QUOTED PASSAGE:
* begin *

As baseball season comes to an end for local schools, senior players find themselves in a high school uniform for the final time, and many thoughts race through a player’s head as he potentially takes the field for the final time.
As these thoughts flood the mind, every detail of the game stands out to the individual players. Every hit, every catch, every noise and every smell are held in thought and remembrance.
Baseball life started long ago for many of these players. From tee-ball to high school, the baseball diamond has been a vital part of their life.
For most, life as a player ends as they take the field for the final time in high school. A select few move on to college baseball careers, and some may find a place in the coaching field. But for most, the game ends with a final step onto the field.
It is truly unique how a simple game can play such a major factor in someone’s life.
For me, hockey has always had a special place within my heart. I have been consumed with the sport for a number of years. Being a hockey player is more than a love of the game, it is a way of life.
The physical and mental aspects of the sport, which is played at a very high speed with razor blades tied to your feet, appealed to me from an early age. In hockey, much like in football, your body is your weapon.
Every person has a job on the ice, and it is your personal duty to make sure that your job is completed.
My role has always been to provide physical play. Having a bigger body, I have always been looked to on the ice as a ‘heavy hitter.’ I have, for as long as I can remember, been tasked with the job of creating a barrier to the opposing puck carrier.

* end *

DATA EXTRACT:
* begin *

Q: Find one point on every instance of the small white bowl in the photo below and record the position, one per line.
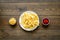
(23, 26)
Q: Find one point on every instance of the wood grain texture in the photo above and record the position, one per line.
(49, 10)
(27, 1)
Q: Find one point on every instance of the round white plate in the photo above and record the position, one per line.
(23, 26)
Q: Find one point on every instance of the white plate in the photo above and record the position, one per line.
(23, 26)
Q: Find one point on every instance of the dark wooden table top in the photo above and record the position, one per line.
(50, 10)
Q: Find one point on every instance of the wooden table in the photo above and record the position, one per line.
(50, 10)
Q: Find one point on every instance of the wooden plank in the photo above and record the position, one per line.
(28, 1)
(54, 22)
(40, 9)
(22, 35)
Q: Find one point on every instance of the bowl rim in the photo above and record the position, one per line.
(22, 25)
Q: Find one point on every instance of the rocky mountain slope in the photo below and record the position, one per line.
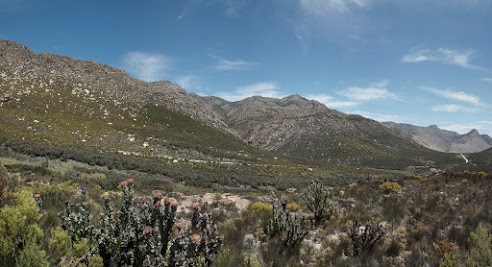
(59, 100)
(441, 140)
(62, 101)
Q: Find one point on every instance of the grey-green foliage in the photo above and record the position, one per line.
(20, 235)
(317, 202)
(141, 233)
(197, 245)
(289, 227)
(364, 238)
(480, 252)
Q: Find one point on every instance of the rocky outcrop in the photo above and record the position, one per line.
(441, 140)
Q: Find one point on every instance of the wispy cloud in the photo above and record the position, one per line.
(486, 79)
(443, 56)
(331, 102)
(453, 108)
(265, 89)
(481, 126)
(236, 64)
(147, 66)
(375, 91)
(323, 7)
(186, 82)
(232, 8)
(456, 95)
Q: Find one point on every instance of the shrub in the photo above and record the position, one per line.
(390, 187)
(480, 252)
(293, 207)
(364, 238)
(317, 202)
(20, 236)
(143, 232)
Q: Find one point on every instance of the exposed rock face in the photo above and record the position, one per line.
(441, 140)
(98, 95)
(18, 63)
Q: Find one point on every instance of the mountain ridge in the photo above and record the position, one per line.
(109, 108)
(438, 139)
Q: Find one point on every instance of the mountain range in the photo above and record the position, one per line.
(58, 100)
(441, 140)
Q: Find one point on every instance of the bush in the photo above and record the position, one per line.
(390, 187)
(20, 236)
(293, 207)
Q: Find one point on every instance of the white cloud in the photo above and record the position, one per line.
(238, 64)
(265, 89)
(443, 56)
(186, 82)
(481, 126)
(147, 66)
(376, 91)
(324, 7)
(452, 108)
(232, 8)
(331, 102)
(456, 95)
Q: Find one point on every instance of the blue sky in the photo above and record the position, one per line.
(421, 62)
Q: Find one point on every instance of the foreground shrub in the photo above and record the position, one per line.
(20, 236)
(144, 232)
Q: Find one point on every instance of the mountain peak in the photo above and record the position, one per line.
(474, 132)
(294, 97)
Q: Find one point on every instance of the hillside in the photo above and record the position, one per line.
(62, 101)
(441, 140)
(307, 129)
(57, 100)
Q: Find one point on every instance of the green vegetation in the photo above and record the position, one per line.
(390, 187)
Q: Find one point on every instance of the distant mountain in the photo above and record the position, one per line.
(441, 140)
(58, 100)
(307, 129)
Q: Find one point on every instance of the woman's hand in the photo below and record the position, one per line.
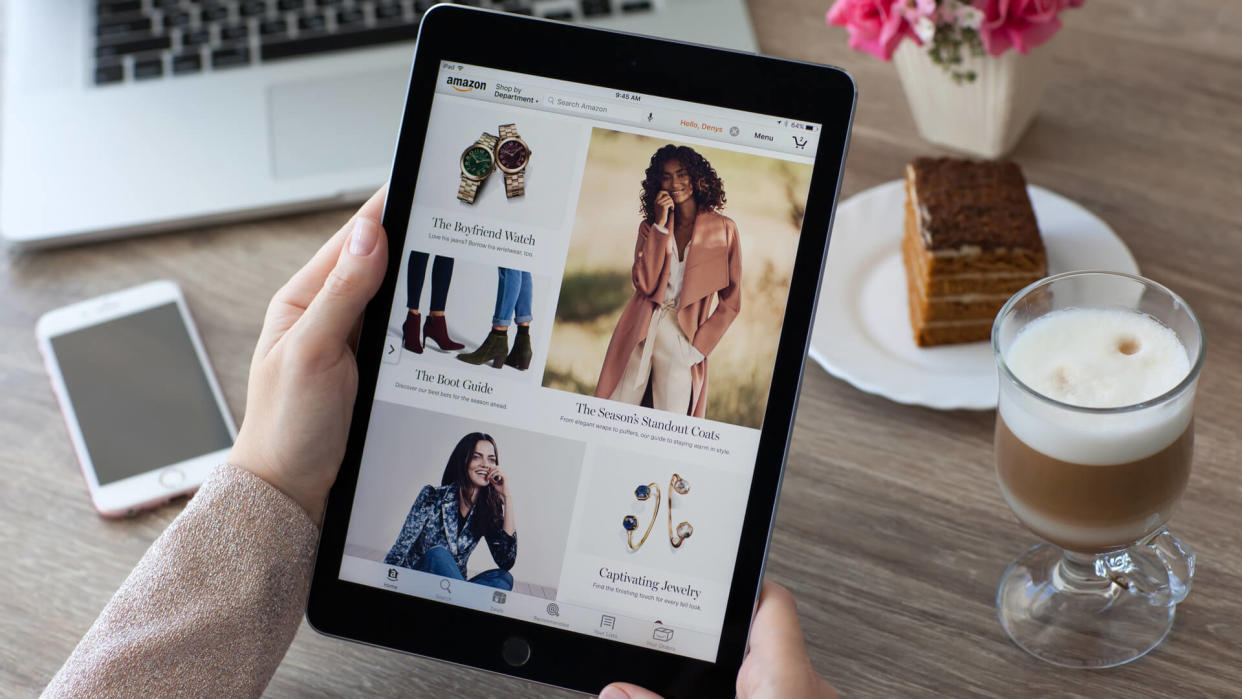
(665, 201)
(303, 378)
(497, 479)
(776, 667)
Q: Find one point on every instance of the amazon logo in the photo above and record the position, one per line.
(462, 85)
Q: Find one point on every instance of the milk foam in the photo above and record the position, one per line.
(1097, 358)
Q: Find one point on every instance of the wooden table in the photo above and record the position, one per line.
(892, 532)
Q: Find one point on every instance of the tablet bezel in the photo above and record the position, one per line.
(797, 91)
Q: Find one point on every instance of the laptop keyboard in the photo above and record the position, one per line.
(138, 40)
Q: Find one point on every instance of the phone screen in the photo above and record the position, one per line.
(139, 394)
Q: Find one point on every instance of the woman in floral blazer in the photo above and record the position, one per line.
(446, 523)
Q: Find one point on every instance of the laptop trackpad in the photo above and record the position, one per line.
(335, 124)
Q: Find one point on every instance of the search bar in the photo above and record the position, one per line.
(586, 107)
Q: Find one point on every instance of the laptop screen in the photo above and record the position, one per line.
(580, 350)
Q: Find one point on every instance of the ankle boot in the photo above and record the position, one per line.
(410, 338)
(437, 330)
(493, 350)
(519, 356)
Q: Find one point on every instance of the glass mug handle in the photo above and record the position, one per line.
(1160, 568)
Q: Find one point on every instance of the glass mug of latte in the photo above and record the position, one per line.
(1094, 433)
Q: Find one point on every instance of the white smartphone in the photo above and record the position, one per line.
(143, 407)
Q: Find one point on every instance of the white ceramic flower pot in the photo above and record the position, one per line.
(985, 117)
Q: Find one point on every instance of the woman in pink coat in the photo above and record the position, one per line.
(687, 257)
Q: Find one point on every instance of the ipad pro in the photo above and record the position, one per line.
(578, 380)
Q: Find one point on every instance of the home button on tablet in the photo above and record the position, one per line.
(172, 478)
(516, 652)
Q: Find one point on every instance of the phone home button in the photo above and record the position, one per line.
(172, 478)
(516, 652)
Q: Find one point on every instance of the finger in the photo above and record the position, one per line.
(291, 299)
(626, 690)
(776, 631)
(357, 276)
(306, 283)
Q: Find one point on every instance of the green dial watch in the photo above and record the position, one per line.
(477, 163)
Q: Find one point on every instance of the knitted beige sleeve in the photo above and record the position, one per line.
(213, 606)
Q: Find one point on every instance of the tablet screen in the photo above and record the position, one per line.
(579, 356)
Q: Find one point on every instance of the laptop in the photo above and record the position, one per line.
(126, 117)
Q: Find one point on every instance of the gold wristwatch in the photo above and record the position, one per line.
(477, 163)
(512, 155)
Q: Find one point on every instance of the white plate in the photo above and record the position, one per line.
(862, 328)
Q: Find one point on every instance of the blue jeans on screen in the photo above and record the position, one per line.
(513, 294)
(439, 561)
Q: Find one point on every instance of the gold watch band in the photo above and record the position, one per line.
(514, 184)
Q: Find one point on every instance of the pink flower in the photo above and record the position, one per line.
(876, 26)
(1021, 24)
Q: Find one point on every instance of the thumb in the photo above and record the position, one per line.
(626, 690)
(353, 281)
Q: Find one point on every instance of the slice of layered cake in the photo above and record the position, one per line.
(970, 242)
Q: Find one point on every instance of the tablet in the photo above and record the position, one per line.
(578, 381)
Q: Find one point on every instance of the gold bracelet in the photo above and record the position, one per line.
(631, 523)
(683, 529)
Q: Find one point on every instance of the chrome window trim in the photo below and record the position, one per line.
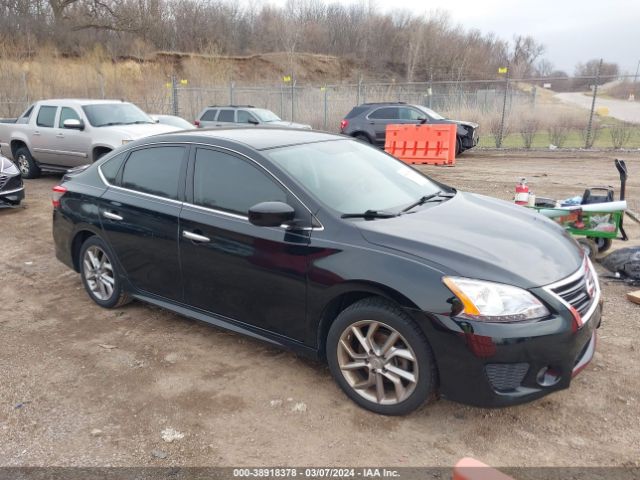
(581, 272)
(150, 144)
(380, 108)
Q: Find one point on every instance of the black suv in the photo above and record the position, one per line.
(332, 248)
(368, 122)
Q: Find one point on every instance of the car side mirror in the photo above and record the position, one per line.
(271, 214)
(73, 124)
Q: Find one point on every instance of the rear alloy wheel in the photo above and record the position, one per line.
(99, 274)
(380, 358)
(27, 165)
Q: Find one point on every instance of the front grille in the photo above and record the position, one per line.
(506, 376)
(579, 292)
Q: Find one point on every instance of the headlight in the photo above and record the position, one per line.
(494, 302)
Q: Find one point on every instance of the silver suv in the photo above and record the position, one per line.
(223, 116)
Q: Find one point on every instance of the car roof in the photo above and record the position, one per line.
(77, 101)
(260, 138)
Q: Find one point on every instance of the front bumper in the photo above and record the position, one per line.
(497, 365)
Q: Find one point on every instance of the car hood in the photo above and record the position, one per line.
(481, 237)
(282, 123)
(133, 132)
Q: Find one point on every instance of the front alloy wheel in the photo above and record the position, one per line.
(377, 362)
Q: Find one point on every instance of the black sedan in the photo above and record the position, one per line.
(336, 250)
(11, 187)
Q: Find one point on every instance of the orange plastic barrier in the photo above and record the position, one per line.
(471, 469)
(430, 144)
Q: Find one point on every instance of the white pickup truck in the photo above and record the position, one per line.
(60, 134)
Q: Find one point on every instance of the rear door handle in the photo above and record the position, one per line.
(195, 237)
(112, 216)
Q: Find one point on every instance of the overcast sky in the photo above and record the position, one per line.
(572, 30)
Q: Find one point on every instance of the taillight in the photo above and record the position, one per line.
(58, 192)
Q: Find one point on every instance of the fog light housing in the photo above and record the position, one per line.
(548, 376)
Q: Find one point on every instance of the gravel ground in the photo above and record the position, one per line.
(85, 386)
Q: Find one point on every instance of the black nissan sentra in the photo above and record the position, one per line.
(324, 245)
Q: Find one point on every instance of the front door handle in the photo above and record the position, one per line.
(112, 216)
(195, 237)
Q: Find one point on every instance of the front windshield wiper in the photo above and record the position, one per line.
(426, 198)
(370, 214)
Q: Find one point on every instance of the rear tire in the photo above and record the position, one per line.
(100, 275)
(363, 137)
(27, 165)
(380, 358)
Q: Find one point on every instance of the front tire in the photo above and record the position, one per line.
(27, 165)
(100, 275)
(380, 358)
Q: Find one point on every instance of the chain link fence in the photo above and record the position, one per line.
(512, 113)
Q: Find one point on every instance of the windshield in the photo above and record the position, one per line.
(432, 114)
(350, 177)
(265, 115)
(106, 114)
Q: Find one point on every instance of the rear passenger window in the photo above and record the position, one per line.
(67, 114)
(388, 113)
(111, 168)
(154, 170)
(226, 182)
(226, 116)
(46, 116)
(209, 115)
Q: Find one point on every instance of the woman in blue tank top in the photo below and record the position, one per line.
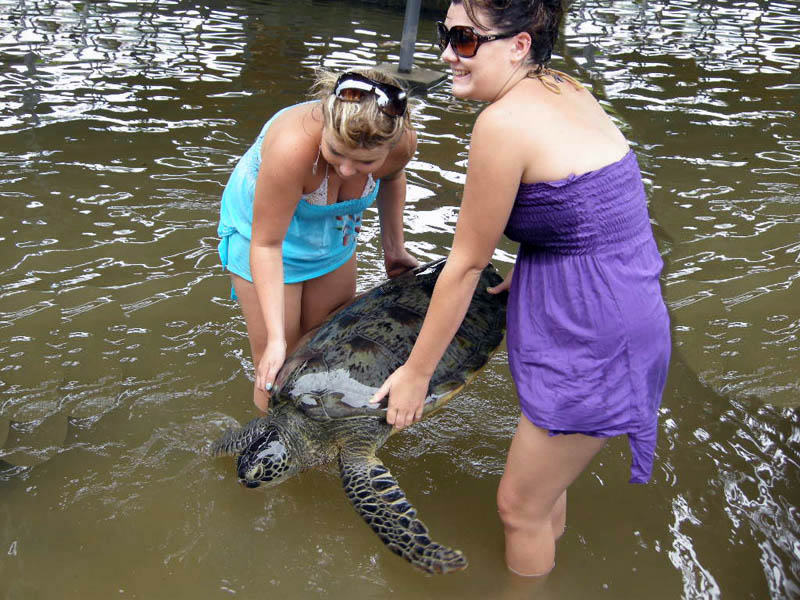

* end *

WHAT YOU WILL DO:
A. Tally how many lines of the records include the string "glass", and give only that number.
B. Pick up the sports passage after its final sentence and keep writing.
The sports passage and the records are unrelated to each other.

IN RESPONSE:
A. 2

B.
That task usually involves laying a huge hit on another player, and over time that physical aspect of the game has taken a toll on my body. I have suffered concussions, broken bones and countless other bumps, bruises and injuries.
I have also scored game-winning goals and been able to find myself playing in arenas packed with people.
Now, as age, family and professional goals catch up with me, I find myself, much like the high school senior, at a crossroads. The time has come when I find myself in the final moments as a player of the game that I love. After many years of playing, I have decided that it is time to retire my skates and focus on what God is leading me to do instead.
As the high school senior takes the diamond for the final time this year, I share these feelings with them. There is a broken road of feelings such as sadness, excitement, joy, thankfulness and fear that overwhelms the mind.
The locker room moments, where relationships between teammates are developed, will perhaps be the most missed moments. It is intriguing how a small room can build lifelong friendships and moments that last a lifetime.
That is what I am going to miss most.
Seniors, as you take the diamond for the final time, know that God has a plan for you. The game is not over, and life will continue.
Cherish the moments that have been made and grasp the lessons that the game has helped develop in you personally. When times get tough, look back to the lessons that were learned from coaches and from tough games, and push through.
Soon you will realize that although the season is over, the game you are leaving behind, as well as the friendships formed and the memories, will remain a major part of yourself.